### The task
Copy the lines from the beginning of the listing up to and including the line containing "[[169, 400]]", requests included, and raise every coordinate in the answers by 66.

### Rows

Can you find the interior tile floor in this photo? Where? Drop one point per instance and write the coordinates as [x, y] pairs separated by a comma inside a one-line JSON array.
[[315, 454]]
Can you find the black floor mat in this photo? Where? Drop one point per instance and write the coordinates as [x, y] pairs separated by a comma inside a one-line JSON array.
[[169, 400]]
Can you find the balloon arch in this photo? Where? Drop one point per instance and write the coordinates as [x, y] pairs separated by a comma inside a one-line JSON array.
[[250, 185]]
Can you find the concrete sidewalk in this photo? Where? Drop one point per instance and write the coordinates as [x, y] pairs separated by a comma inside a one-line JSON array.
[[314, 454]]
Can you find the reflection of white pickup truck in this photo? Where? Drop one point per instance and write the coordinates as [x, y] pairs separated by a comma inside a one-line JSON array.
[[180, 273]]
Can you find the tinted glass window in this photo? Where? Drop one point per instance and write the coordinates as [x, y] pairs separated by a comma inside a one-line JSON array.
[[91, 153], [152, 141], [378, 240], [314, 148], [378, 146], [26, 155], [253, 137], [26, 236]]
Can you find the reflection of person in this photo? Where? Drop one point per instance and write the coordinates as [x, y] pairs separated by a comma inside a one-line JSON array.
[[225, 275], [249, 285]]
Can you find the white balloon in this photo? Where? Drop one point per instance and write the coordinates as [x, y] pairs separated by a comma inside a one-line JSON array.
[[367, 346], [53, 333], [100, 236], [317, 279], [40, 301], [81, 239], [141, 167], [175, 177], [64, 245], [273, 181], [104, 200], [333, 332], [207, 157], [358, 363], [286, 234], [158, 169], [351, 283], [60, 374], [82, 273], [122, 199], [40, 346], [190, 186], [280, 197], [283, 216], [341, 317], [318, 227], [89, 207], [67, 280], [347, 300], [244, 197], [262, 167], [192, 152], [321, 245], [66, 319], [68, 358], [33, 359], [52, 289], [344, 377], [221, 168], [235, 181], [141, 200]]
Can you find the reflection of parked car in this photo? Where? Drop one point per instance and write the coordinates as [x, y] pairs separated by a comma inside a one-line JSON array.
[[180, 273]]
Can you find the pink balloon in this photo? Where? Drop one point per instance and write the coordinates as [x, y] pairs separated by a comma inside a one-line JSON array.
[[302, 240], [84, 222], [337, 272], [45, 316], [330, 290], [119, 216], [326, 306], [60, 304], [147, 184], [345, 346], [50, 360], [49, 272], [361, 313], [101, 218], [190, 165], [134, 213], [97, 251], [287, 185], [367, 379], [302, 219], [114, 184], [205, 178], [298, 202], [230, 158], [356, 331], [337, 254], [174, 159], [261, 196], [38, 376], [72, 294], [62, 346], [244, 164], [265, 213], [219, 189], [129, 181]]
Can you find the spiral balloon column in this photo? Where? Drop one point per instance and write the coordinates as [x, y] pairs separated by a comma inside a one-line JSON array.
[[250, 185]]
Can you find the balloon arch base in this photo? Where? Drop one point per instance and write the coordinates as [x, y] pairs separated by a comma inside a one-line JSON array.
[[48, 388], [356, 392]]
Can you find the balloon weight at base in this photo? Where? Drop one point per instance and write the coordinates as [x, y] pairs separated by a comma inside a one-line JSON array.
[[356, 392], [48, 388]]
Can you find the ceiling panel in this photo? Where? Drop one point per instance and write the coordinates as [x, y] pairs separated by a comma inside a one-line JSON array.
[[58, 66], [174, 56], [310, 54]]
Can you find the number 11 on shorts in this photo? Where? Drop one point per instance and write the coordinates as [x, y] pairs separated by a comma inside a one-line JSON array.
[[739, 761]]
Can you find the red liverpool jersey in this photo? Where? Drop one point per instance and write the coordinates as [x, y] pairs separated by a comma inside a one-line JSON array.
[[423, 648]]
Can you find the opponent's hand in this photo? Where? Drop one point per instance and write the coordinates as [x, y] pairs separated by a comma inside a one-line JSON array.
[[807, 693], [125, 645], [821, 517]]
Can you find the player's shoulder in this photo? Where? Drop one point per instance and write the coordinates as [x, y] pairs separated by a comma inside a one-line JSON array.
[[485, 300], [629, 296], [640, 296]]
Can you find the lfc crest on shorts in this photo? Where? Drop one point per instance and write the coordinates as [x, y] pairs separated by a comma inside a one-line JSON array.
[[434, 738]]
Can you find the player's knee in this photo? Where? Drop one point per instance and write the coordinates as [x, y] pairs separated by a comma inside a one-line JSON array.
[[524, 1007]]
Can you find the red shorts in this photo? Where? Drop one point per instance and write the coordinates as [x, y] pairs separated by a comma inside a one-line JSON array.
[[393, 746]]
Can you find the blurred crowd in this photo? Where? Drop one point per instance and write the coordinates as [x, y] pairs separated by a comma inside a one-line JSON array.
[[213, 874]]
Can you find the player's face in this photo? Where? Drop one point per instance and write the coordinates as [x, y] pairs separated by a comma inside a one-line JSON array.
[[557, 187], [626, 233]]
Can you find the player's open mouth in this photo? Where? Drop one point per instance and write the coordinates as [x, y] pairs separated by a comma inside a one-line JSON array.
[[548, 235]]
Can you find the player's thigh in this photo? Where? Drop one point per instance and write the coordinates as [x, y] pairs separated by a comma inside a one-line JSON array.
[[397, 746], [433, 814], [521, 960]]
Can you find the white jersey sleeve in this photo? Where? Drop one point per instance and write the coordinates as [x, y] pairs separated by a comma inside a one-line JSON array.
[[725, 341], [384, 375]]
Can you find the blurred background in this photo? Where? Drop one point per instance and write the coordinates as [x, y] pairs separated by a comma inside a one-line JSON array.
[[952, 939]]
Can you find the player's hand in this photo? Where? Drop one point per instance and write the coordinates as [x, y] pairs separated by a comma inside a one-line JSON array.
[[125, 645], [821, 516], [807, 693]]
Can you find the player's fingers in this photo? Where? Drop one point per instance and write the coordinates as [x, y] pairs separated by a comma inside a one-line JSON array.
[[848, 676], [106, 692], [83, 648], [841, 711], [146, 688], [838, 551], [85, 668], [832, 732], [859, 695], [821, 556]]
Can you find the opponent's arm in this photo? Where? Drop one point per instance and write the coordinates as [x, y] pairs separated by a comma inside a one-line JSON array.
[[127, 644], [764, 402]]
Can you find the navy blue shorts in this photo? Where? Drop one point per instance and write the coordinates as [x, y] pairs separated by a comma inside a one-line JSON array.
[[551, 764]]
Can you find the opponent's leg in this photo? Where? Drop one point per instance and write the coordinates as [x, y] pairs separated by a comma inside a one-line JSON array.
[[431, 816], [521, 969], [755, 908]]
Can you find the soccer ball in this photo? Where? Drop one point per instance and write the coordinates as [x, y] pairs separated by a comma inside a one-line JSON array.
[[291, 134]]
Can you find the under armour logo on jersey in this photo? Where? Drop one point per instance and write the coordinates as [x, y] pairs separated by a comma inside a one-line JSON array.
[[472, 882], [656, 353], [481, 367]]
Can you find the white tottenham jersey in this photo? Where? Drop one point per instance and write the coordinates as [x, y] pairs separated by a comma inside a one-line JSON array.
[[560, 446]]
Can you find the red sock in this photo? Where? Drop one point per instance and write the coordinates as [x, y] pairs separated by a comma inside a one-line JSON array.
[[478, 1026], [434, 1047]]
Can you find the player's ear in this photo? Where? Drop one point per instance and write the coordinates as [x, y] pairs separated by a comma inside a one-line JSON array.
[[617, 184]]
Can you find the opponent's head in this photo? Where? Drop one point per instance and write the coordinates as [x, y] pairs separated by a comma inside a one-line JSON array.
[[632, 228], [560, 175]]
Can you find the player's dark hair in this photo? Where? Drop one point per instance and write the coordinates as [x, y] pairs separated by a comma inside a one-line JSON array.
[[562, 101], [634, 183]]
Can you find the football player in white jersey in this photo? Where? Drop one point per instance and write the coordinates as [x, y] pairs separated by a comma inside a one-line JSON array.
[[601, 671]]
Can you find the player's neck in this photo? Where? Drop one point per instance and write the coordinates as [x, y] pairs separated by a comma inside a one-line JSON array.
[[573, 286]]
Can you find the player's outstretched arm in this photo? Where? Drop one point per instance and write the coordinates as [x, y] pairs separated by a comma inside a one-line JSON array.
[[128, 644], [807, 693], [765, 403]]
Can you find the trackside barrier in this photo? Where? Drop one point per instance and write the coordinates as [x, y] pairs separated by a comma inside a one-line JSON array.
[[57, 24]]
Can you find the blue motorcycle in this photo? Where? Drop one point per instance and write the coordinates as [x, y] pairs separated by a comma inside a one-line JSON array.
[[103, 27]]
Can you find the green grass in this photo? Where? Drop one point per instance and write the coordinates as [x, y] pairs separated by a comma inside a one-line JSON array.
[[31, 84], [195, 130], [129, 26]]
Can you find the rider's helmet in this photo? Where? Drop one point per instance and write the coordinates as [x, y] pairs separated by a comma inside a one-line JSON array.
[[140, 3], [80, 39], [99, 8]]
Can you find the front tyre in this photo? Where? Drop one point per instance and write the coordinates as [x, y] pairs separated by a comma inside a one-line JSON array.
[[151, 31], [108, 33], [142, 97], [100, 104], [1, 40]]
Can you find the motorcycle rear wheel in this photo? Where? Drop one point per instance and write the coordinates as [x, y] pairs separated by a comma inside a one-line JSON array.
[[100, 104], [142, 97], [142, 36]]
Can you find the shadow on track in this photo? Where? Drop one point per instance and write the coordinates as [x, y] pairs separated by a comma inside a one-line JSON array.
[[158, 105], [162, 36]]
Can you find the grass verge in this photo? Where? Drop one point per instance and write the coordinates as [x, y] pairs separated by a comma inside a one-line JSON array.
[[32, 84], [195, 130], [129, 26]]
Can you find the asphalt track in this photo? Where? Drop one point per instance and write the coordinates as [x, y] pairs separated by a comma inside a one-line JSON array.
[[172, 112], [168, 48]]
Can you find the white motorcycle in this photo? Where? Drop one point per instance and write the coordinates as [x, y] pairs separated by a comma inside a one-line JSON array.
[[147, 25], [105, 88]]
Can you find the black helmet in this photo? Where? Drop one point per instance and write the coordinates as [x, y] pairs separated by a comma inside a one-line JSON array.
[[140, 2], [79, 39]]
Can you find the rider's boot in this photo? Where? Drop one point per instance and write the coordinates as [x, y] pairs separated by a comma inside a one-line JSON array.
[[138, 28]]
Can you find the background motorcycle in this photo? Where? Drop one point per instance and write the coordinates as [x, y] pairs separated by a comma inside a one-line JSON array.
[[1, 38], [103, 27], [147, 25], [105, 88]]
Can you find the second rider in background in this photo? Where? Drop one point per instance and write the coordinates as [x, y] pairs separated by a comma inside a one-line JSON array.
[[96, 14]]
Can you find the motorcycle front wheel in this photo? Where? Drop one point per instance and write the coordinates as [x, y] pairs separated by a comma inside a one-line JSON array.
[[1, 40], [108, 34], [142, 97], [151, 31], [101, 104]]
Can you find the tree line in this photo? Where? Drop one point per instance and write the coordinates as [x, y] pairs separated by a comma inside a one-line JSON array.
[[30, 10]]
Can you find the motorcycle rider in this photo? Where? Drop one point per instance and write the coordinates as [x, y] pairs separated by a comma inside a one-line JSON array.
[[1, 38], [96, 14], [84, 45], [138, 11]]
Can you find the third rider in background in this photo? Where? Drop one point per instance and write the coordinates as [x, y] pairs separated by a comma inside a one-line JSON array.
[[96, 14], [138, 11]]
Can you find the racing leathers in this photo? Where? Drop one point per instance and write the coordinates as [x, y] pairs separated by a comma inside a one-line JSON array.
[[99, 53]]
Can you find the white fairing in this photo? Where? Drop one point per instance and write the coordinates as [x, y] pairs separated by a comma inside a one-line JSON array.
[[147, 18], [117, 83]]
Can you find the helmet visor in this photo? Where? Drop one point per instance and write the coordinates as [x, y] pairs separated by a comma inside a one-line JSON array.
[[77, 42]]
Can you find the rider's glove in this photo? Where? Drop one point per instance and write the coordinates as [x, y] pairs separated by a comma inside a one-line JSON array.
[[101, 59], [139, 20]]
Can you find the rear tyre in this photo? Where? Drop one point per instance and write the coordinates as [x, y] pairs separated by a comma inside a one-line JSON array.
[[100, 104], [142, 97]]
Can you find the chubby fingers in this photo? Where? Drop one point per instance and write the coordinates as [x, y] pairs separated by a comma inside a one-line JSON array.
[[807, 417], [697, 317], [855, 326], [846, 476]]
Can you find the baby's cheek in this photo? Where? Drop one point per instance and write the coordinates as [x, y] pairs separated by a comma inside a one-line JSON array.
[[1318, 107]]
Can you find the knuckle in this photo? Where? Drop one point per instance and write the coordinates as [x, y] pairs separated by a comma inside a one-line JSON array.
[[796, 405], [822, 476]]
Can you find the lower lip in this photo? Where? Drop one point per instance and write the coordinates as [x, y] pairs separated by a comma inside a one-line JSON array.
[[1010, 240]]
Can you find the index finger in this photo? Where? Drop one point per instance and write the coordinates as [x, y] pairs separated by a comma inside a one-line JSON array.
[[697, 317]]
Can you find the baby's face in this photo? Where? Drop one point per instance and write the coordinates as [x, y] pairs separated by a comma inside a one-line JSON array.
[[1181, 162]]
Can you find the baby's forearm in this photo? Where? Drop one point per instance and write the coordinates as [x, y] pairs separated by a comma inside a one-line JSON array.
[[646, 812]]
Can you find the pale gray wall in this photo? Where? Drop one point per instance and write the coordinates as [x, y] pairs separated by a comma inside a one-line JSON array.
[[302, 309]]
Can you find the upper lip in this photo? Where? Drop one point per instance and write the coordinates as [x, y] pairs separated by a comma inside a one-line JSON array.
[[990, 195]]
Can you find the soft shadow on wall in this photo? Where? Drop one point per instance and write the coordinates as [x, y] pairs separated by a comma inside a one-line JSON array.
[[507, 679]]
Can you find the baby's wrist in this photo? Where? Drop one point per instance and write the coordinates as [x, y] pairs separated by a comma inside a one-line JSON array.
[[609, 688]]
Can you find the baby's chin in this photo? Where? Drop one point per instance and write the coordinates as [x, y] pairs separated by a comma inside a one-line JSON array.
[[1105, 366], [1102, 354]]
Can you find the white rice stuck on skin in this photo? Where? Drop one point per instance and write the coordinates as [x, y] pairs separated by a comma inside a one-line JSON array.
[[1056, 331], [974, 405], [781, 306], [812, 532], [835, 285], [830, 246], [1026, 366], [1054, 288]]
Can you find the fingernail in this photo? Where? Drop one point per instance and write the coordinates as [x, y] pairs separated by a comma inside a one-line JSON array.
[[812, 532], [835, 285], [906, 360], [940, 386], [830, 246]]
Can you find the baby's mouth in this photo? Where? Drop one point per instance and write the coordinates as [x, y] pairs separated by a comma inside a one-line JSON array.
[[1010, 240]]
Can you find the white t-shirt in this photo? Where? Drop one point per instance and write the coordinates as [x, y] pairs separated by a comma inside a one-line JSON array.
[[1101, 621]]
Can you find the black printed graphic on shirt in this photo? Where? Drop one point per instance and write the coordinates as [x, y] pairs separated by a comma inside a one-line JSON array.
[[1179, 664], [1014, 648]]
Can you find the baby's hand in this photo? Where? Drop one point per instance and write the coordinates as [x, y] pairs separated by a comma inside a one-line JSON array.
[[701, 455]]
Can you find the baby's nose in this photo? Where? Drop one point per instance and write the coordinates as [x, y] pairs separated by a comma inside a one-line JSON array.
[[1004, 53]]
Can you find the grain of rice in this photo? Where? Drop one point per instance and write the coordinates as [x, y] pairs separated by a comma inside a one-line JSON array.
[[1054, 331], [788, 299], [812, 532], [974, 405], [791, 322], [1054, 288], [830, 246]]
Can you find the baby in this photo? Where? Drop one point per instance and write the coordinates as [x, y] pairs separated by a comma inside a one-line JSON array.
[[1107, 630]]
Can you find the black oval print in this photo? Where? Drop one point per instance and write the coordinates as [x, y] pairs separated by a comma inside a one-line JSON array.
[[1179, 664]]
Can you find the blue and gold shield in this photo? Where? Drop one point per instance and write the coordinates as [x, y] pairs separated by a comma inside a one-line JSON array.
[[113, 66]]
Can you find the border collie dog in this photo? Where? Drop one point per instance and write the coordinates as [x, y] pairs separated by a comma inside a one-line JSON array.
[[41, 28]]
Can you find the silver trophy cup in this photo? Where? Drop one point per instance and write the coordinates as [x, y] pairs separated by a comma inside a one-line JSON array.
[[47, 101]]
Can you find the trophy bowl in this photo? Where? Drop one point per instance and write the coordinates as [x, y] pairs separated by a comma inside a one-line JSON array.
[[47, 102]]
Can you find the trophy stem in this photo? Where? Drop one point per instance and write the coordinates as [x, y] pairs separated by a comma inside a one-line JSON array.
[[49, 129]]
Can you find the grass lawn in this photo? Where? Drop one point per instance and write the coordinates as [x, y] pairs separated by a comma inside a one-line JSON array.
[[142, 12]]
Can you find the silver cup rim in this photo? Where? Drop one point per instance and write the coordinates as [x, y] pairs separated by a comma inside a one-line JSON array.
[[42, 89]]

### Output for this exercise
Can you find the interior tile floor in this photo? Where? Drop one point per instance and write the coordinates as [x, y] pairs separated by a comma inside a one-line JSON array.
[[381, 520]]
Can you find the black floor mat in this photo? Where? Drop one point per instance and write the coordinates as [x, y] pairs separated by a comma inside a one-line JSON array.
[[235, 466]]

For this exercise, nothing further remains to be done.